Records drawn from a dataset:
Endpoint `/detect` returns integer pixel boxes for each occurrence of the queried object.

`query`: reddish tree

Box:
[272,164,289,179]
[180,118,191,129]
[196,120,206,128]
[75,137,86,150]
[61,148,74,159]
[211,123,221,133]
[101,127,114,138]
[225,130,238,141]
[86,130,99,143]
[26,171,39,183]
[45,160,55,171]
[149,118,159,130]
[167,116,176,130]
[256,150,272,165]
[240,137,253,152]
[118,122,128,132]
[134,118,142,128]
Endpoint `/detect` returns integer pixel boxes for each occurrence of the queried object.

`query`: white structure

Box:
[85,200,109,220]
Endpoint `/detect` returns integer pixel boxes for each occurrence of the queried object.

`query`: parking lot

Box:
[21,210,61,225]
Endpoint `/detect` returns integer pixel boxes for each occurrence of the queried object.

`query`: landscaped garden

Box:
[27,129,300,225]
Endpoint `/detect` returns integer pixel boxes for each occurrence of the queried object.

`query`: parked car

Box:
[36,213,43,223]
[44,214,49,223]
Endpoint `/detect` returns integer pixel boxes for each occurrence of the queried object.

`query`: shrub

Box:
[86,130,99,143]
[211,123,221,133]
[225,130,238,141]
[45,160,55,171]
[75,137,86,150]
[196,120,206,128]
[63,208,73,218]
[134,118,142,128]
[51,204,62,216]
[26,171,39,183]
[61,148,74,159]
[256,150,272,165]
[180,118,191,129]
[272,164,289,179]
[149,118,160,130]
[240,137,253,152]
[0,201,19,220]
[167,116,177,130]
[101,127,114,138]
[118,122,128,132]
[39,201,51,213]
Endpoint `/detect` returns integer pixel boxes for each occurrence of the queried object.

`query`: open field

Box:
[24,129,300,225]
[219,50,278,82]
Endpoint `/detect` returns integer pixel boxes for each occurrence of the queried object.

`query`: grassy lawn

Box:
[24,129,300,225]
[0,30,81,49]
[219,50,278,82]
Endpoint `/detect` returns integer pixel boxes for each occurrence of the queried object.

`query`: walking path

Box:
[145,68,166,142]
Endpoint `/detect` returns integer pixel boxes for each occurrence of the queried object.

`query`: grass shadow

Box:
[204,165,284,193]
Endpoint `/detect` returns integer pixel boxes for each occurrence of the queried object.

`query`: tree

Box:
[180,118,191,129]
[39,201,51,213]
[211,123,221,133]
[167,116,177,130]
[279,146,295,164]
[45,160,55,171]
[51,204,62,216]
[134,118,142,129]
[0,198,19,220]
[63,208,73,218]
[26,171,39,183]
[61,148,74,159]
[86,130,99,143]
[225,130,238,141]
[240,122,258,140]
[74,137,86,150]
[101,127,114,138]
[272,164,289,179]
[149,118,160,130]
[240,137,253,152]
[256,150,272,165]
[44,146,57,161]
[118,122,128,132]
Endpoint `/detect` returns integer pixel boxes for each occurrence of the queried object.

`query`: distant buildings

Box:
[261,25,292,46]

→ Requirements
Pull out every line of the records above that contains the string "query", and list those lines in their original order.

→ Final result
`query`: reddish tree
`query`: white structure
`query`: parking lot
`query`: landscaped garden
`query`: parked car
`query`: shrub
`query`: open field
`query`: grassy lawn
`query`: walking path
`query`: grass shadow
`query`: tree
`query`: distant buildings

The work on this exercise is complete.